- [Records from a data collection]:

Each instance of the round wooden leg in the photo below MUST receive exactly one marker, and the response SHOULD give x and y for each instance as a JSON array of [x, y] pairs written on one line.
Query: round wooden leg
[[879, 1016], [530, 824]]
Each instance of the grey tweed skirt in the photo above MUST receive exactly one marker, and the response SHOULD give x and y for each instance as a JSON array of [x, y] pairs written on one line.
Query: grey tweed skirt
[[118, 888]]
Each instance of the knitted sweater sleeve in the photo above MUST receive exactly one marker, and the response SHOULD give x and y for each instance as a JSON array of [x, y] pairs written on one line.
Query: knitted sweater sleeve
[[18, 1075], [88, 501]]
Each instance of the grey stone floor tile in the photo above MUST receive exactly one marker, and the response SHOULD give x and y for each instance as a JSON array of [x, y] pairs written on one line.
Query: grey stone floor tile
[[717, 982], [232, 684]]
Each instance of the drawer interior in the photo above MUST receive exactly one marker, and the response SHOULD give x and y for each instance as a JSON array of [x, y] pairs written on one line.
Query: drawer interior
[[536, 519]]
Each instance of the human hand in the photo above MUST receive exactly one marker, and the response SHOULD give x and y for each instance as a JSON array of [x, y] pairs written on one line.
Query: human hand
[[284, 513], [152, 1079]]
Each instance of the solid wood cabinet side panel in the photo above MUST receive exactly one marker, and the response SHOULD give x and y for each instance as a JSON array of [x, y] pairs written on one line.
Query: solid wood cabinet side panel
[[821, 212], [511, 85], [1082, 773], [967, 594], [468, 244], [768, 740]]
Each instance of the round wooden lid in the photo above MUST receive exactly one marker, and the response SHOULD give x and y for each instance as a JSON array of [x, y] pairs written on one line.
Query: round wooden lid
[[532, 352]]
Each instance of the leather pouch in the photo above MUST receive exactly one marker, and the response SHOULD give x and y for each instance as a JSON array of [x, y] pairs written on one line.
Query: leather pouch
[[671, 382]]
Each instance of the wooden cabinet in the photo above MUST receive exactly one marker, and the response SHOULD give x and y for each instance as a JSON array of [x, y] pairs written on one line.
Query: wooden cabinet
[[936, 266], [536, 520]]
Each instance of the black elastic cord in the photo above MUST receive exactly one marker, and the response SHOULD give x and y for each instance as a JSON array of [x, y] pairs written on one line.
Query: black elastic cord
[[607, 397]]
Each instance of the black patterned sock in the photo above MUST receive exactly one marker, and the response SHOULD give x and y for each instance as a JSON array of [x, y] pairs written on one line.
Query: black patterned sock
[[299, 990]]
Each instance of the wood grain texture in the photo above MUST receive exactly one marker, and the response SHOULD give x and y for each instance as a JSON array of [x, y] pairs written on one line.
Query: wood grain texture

- [EXERCISE DIRECTIONS]: Whenever a line of the data holds the string "grain", pick that line out.

- [YOUR SOLUTION]:
Each instance of the wood grain texture in the photo above MUST receive exactly one marker, and the response SHOULD give x and y for each instance as a JSON array of [x, y] pairs written on one line.
Query: wood grain texture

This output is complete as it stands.